▶ [SOURCE EXTRACT]:
§ §

The second point I’d make is that there’s silence in the report on the role of the OFS- the Office of Students. And I think it would be very interesting to begin an engagement with the OFS. The OFS has a regulatory role in relation to universities, equivalence of the role of the charity commissioners to other non-educational charities, largely speaking, broadly speaking. And it seems to me this is an important institutional player in the kind of larger university landscape that needs to be taken into account.

 

The third point I would make, and I’ll stop at this for the moment, at any rate, is that we need new institutions, new Jewish communal institutions, as well as we need to support existing Jewish community institutions. I mean, those institutions that are having an impact, like David’s, and I’m very proud and happy that I’ve been a part of the creation of the ICPG the Inter-Communal Professorial Group- which is a network of Jewish academics and others taking a firm and principal position in relation to these horrors on campus, one driven by research as well as advocacy.

 

[29:40] Dr Theo Zenou

 

Thank you very much, Anthony, for sharing your thoughts and perspective. Dr David Hirsch, what do you make of Helena’s report and more broadly on the issue of campus antisemitism?

 

[29:40] Dr David Hirsch

 

So, I think that Helena’s report is very good. I think that the examples of antisemitism that you went through, Helena, are completely plausible. They coincide exactly with my experience and they are certainly examples of antisemitism. The problem is that most of those examples are controversial. In other words, although they seem very straightforward and simple and obvious to us, they are not accepted as being examples of antisemitism on campus and that seems to me to be the central problem. If you look at what Anthony said, about the institutions of the democratic state in Britain, the BBC should be telling the truth, and absolutely right. But the BBC insists that it is telling the truth, and many, many of the BBC listeners agree that it is telling the truth and, you know, people with relevant parliamentary oversight or whatever will back them up. That’s the problem. The problem is that what we perceive as being threatening, and anti semitic, and corrosive of Jewish safety and of democratic institutions and democratic thinking, is perceived by others to not be that. Similarly, the police should take decisive action against protesters, well, for sure, that would be nice, but if people do not see or cannot see that ‘from the river to the sea’, is antisemitic, or if they cannot see this relevance or significance and if, you know, 200,000 people on a demonstration do not think it’s antisemitic, then the Metropolitan Police is not going to be able to take decisive action, because it won’t have the numbers and because it won’t have the clarity.

§ §

▶ [REQUESTS]:
1) In the panel transcript, what does the abbreviation ICPG stand for?
2) Print the passage of the panel transcript between "[29:40] Dr Theo" and "of campus antisemitism?", inclusive.
This data comes from a separate source.

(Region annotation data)
§ §

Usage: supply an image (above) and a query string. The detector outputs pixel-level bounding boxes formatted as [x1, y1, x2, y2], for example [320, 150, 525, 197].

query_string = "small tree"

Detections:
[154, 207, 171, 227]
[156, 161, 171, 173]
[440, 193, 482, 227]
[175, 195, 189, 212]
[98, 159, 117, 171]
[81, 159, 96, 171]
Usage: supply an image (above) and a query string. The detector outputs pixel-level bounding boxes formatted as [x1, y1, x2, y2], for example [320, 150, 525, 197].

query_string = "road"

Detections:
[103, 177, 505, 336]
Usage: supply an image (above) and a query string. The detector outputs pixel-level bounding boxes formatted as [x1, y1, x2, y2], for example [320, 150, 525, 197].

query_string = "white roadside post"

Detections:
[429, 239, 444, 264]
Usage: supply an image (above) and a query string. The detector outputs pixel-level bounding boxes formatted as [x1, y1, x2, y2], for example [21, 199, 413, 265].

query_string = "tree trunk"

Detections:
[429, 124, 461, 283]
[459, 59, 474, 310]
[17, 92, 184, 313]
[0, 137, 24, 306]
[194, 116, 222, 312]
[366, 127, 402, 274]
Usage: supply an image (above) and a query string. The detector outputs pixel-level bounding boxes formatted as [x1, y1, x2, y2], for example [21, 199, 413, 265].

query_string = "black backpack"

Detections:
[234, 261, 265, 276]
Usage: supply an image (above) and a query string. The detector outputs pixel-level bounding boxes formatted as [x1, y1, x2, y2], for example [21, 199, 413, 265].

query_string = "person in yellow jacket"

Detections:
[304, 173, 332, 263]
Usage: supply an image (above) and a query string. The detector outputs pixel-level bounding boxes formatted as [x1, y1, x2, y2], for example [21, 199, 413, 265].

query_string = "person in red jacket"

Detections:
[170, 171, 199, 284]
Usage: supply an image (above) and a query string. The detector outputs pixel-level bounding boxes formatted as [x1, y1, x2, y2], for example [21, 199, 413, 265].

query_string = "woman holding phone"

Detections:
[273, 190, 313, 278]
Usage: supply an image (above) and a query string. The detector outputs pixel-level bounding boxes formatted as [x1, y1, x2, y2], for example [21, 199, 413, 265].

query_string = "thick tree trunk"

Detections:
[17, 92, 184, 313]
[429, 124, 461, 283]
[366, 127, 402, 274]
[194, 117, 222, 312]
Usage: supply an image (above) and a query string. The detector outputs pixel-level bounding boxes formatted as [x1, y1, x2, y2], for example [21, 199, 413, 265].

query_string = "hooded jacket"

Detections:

§ §

▶ [ANSWERS PROVIDED]:
1) Inter-Communal Professorial Group

2)
[29:40] Dr Theo Zenou

 

Thank you very much, Anthony, for sharing your thoughts and perspective. Dr David Hirsch, what do you make of Helena’s report and more broadly on the issue of campus antisemitism?